#### [Problem details]
Return lines 1-3 exactly as they appear, from the first line of the lines through the line containing "1566L215 1568L169 1470L0", with both of these lines included.

#### [Source material]
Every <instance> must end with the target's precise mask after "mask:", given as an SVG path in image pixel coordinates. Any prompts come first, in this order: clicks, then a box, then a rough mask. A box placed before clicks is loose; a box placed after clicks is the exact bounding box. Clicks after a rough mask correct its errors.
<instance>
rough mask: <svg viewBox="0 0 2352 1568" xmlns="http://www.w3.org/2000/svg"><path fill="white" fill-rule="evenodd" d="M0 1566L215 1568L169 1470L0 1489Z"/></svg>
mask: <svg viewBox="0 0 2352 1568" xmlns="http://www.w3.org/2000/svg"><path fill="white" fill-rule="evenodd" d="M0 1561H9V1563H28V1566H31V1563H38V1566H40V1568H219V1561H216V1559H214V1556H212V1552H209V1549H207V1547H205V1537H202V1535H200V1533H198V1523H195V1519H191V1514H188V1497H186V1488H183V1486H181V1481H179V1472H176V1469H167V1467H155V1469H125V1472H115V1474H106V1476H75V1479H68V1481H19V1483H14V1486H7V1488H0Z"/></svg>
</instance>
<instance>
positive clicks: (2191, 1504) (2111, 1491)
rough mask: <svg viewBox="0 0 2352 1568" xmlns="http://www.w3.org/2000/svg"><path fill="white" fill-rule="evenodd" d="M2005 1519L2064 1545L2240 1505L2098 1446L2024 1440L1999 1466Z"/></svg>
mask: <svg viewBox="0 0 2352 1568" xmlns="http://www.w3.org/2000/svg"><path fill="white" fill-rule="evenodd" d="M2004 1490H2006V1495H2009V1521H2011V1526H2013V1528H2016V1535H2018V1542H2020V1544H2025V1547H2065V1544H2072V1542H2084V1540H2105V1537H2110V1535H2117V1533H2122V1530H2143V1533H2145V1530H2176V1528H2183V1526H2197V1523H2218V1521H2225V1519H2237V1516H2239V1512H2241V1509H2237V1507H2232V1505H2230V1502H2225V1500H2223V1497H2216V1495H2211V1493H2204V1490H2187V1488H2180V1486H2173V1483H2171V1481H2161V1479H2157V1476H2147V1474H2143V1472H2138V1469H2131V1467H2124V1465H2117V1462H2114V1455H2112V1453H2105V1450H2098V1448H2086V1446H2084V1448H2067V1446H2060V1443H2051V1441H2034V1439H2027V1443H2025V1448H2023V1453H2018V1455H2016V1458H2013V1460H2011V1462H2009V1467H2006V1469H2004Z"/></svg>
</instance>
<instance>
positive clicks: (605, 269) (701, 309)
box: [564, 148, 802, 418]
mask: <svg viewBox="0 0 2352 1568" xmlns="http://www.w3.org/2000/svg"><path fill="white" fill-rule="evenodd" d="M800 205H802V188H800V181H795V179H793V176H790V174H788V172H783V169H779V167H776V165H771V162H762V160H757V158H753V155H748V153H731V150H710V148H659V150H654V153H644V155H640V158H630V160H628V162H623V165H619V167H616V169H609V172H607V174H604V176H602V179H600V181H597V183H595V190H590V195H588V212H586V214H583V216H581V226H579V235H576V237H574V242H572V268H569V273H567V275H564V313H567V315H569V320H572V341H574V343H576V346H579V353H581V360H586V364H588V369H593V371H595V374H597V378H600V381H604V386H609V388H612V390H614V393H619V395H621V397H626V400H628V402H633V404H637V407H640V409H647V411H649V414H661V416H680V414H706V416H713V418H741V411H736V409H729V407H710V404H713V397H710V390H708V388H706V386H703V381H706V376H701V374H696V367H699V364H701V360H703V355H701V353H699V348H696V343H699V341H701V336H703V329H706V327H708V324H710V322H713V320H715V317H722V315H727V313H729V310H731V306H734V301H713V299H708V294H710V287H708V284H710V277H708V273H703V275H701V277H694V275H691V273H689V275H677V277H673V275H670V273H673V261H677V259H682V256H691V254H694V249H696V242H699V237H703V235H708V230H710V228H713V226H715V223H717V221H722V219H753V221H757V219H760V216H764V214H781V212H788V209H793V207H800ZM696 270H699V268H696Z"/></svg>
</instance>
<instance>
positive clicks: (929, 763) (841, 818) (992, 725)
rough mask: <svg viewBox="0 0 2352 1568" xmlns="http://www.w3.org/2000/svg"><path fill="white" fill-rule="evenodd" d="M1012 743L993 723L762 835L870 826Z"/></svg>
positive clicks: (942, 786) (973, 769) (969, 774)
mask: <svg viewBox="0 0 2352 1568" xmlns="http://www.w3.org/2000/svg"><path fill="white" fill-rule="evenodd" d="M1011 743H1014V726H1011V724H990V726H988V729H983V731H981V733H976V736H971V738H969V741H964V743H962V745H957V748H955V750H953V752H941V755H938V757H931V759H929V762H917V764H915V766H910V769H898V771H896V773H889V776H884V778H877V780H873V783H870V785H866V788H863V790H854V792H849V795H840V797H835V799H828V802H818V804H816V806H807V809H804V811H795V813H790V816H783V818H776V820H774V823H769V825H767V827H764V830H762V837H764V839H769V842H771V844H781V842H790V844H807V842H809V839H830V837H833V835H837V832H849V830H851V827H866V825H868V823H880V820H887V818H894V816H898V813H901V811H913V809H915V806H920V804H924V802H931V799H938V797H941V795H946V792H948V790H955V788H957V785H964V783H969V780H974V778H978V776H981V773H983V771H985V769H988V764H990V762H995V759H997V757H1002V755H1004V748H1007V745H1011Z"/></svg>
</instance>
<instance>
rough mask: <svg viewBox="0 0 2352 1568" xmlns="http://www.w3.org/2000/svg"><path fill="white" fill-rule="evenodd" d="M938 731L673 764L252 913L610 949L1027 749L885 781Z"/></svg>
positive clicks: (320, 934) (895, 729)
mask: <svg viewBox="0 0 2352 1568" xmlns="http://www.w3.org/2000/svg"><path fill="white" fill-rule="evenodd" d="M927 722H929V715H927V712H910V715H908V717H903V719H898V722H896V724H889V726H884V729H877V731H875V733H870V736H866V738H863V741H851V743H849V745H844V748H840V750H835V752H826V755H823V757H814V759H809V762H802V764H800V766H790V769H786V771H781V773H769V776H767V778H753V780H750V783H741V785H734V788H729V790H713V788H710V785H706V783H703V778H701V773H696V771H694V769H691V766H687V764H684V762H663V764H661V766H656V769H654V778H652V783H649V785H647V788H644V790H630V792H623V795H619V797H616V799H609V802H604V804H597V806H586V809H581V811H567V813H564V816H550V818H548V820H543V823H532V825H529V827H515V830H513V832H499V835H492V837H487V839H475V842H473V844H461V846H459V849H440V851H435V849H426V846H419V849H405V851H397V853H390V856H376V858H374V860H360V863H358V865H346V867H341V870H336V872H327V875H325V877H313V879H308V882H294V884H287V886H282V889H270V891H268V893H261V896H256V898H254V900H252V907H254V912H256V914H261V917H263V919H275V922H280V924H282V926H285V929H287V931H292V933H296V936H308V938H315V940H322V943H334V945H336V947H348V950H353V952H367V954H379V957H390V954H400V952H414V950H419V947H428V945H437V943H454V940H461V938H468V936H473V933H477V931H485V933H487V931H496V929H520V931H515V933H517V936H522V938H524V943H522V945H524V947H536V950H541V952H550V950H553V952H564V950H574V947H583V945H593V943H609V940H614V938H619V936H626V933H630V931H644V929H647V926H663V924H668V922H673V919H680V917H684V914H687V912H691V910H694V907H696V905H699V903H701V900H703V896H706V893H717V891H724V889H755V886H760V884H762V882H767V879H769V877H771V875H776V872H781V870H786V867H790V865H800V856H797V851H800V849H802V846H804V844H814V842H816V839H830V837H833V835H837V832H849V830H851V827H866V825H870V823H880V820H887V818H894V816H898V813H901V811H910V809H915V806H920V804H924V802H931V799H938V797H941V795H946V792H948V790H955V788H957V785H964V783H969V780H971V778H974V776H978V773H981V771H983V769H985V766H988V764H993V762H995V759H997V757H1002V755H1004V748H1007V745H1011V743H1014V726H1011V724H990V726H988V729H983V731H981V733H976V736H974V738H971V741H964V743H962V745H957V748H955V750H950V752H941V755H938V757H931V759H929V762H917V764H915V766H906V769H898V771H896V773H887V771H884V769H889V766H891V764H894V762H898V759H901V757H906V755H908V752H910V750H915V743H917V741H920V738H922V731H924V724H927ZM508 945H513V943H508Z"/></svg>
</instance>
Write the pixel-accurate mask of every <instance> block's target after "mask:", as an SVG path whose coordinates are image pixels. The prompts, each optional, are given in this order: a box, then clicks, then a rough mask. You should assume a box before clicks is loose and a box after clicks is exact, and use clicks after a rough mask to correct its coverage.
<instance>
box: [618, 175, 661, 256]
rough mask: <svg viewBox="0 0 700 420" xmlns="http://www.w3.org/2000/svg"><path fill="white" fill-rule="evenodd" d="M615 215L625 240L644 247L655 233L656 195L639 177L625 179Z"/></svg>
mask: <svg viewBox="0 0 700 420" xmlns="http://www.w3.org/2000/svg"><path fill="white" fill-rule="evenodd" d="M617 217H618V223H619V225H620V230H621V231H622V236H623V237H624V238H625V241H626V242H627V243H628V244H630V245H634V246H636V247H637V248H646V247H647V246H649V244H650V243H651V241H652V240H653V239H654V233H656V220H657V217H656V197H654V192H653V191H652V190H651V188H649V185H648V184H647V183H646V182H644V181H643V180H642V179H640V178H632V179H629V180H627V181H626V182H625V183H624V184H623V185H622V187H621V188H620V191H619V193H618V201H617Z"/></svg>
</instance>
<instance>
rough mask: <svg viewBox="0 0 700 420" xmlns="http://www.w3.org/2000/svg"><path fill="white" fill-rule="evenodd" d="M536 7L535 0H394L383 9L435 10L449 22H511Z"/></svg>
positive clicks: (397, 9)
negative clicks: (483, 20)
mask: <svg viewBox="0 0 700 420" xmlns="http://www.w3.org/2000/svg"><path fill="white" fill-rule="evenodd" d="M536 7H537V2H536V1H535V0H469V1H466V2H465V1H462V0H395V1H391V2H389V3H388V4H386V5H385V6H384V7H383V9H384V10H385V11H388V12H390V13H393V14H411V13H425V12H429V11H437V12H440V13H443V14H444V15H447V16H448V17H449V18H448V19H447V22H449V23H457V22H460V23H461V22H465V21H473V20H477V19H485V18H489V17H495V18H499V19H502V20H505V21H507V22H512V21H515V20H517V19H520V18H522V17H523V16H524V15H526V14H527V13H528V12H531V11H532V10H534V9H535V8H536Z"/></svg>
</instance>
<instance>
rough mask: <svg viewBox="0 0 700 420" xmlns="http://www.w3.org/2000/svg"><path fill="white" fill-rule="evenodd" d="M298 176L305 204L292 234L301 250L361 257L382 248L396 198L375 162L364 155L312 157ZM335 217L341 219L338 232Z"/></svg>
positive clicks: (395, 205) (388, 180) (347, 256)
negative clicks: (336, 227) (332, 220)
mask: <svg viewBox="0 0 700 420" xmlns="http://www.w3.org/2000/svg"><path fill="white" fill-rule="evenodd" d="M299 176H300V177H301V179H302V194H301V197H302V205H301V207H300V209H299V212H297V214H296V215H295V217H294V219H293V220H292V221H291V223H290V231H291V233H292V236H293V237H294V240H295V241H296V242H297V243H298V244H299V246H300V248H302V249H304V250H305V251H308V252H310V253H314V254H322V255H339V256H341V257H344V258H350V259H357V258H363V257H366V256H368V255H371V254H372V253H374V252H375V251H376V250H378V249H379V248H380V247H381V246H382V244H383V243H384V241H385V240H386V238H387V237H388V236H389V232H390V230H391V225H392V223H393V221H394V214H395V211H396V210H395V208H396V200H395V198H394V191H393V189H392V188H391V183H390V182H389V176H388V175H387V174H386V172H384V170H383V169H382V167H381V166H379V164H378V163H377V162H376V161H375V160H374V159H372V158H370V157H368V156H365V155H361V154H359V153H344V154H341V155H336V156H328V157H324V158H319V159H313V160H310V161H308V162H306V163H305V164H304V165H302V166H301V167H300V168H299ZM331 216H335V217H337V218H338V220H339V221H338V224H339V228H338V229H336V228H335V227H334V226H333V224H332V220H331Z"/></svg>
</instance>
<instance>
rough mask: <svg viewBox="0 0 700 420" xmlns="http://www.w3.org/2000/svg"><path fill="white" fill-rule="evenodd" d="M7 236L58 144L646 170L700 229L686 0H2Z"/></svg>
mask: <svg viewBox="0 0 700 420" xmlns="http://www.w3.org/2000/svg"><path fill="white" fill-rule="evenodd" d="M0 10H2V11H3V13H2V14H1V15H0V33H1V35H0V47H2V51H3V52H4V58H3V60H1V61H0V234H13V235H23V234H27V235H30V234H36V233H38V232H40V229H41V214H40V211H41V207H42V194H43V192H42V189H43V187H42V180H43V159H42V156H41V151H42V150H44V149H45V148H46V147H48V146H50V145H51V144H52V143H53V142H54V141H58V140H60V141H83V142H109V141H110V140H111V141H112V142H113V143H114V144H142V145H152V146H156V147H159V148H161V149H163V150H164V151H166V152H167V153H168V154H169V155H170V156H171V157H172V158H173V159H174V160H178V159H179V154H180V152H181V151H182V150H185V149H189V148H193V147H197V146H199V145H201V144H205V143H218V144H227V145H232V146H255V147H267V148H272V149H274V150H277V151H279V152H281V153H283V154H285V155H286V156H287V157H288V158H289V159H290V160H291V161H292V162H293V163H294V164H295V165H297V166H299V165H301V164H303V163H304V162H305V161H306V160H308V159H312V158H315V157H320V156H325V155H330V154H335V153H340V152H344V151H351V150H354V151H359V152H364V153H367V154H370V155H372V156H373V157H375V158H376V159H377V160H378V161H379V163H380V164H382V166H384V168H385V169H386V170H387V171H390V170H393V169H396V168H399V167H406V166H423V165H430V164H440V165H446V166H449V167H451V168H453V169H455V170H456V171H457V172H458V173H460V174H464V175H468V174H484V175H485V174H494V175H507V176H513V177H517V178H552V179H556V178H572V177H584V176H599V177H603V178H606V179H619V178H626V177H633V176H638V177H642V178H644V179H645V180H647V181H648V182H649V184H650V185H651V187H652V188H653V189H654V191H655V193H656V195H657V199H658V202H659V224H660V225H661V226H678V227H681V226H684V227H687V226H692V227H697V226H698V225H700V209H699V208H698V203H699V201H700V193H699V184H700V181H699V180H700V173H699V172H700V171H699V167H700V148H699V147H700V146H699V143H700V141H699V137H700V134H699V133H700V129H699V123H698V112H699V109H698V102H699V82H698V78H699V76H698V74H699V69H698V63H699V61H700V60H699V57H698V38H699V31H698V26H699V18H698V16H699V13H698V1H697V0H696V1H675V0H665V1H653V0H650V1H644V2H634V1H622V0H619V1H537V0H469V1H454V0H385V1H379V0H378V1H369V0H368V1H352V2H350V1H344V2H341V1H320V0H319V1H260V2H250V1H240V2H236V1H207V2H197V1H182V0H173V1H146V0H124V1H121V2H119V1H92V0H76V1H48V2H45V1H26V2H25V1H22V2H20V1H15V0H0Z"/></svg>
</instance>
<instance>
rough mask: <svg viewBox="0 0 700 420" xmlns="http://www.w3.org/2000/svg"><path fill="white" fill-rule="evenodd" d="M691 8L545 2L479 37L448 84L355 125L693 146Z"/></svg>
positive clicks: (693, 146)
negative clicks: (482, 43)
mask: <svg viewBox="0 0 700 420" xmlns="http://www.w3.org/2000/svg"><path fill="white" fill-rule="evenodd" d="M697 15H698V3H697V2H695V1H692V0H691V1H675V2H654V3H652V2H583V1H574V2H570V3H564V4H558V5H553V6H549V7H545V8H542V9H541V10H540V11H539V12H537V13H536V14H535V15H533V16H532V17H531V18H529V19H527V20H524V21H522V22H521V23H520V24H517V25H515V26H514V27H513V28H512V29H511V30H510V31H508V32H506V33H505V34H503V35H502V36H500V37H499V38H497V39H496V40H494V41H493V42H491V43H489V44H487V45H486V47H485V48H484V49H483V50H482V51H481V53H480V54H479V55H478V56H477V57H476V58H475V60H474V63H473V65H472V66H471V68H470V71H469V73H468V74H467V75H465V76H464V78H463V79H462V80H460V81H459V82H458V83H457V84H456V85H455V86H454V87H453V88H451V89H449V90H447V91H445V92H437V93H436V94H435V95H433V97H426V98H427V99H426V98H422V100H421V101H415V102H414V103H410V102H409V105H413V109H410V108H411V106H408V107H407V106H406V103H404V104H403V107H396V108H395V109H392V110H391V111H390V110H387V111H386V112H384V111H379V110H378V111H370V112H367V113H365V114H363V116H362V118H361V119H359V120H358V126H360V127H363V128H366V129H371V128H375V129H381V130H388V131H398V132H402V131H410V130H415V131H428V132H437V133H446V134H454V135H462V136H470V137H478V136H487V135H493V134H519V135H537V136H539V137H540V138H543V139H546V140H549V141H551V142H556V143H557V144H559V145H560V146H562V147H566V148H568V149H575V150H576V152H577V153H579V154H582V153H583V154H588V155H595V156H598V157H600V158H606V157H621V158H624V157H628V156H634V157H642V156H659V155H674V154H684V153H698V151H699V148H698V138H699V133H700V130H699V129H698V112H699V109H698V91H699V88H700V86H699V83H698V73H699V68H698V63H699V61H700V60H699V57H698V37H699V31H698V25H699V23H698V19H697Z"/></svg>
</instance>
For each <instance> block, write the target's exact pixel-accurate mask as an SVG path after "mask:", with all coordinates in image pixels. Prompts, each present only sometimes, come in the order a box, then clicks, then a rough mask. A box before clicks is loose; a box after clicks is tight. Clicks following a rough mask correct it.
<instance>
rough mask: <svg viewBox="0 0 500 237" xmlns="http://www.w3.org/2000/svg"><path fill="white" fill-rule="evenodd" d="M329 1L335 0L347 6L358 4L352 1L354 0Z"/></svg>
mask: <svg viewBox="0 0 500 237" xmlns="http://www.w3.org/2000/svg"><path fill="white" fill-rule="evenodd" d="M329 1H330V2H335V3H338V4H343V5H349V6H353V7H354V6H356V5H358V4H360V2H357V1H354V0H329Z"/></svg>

#### [Solution to this exercise]
Every <instance> must end with the target's precise mask after "mask:", given as an SVG path in image pixel coordinates. Any prompts come first, in this order: clicks, then a box, then a rough mask. A box placed before clicks is loose; a box placed after clicks is the exact bounding box. Clicks after a rough mask correct its errors.
<instance>
rough mask: <svg viewBox="0 0 2352 1568" xmlns="http://www.w3.org/2000/svg"><path fill="white" fill-rule="evenodd" d="M0 1566L215 1568L169 1470L0 1489Z"/></svg>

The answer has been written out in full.